(Stored records)
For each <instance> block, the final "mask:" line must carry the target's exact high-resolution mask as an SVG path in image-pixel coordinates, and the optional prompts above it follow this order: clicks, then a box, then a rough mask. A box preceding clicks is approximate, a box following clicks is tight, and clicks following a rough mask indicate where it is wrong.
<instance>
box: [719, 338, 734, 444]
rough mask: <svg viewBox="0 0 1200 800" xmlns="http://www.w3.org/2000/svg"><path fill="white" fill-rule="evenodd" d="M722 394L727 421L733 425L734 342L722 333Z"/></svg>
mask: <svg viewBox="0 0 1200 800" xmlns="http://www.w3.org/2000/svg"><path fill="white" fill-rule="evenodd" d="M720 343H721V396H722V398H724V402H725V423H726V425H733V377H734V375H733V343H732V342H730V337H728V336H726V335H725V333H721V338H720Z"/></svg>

...

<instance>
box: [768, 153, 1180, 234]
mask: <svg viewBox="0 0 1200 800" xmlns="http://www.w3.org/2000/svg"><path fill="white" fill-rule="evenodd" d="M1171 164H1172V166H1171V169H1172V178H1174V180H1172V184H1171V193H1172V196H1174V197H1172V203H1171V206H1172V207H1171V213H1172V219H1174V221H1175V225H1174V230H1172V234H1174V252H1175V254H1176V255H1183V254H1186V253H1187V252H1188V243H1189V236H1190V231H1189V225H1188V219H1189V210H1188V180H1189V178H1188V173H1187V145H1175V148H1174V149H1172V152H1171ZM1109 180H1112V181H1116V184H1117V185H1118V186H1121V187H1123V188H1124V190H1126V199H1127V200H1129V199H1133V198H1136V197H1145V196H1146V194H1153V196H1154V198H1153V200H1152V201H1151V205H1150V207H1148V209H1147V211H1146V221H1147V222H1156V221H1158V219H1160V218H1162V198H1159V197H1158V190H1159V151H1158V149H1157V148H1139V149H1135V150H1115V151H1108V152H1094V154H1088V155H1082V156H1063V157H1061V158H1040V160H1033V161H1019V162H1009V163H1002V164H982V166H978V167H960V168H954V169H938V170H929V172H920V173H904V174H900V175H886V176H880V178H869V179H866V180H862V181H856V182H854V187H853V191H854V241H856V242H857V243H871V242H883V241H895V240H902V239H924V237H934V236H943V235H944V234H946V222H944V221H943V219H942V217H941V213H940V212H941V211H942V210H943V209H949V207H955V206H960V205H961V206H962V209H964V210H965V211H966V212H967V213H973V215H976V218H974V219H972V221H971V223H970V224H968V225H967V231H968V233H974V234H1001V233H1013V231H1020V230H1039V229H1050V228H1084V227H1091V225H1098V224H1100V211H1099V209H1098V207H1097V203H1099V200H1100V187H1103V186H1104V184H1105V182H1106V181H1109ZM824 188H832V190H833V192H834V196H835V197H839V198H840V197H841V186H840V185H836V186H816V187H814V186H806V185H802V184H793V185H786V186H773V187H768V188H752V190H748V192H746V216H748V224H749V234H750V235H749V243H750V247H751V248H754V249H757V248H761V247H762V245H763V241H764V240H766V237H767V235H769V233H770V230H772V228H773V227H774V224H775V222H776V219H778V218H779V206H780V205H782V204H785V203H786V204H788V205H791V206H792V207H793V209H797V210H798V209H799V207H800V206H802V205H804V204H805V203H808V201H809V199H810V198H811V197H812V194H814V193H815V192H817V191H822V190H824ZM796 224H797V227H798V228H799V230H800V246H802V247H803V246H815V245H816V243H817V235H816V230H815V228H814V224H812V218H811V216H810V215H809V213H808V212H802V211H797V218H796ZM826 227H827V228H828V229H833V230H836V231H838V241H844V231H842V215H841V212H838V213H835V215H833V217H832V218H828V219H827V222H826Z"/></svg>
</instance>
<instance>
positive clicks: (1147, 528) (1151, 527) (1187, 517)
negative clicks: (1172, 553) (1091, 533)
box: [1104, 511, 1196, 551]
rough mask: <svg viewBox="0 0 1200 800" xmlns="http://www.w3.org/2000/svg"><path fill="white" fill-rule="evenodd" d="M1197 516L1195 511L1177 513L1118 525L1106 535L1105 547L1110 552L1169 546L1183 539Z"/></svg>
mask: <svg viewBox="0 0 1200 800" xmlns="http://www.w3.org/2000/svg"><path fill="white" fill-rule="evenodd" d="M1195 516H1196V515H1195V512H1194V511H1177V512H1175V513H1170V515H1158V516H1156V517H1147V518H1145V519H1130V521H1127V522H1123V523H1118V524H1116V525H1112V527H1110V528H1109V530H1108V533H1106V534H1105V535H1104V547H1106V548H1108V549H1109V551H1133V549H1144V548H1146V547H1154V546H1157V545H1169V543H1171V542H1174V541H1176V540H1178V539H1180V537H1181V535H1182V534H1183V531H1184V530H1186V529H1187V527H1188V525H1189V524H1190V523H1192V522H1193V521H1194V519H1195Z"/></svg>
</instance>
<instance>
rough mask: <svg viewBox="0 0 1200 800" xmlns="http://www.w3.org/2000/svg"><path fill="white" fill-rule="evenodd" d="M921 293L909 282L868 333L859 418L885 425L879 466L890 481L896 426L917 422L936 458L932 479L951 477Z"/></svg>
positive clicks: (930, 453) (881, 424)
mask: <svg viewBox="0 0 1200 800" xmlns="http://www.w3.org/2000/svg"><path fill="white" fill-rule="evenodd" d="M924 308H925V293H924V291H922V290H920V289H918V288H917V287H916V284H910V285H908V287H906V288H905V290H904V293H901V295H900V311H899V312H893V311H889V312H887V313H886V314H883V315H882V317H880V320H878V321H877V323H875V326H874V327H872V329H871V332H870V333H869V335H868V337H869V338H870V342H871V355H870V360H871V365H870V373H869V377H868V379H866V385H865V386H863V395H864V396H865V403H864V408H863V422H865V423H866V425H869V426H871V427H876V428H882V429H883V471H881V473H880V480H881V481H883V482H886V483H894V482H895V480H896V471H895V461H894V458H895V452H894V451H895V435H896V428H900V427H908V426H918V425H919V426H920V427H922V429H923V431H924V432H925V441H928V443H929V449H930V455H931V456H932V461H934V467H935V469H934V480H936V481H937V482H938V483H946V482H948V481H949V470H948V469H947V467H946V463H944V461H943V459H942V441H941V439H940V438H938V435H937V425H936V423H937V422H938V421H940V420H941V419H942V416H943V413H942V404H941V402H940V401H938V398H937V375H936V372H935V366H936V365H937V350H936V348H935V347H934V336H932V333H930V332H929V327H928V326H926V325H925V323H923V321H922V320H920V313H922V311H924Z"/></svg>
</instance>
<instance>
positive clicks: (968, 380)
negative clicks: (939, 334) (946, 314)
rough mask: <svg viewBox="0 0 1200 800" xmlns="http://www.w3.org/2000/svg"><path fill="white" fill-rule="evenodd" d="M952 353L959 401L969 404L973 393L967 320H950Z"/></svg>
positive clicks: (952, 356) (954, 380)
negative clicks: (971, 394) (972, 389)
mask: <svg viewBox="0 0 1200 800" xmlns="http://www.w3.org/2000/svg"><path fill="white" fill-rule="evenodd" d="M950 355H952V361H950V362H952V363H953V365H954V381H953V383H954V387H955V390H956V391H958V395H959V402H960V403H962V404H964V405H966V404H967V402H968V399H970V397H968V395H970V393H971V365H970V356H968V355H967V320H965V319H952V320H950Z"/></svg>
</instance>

◆ Exercise brief
Please copy each line of the items above that contains the string "negative", counting only matches with the same letter case.

◆ Task output
negative clicks: (1172, 553) (1091, 533)
negative clicks: (939, 334) (946, 314)
negative clicks: (971, 394) (972, 389)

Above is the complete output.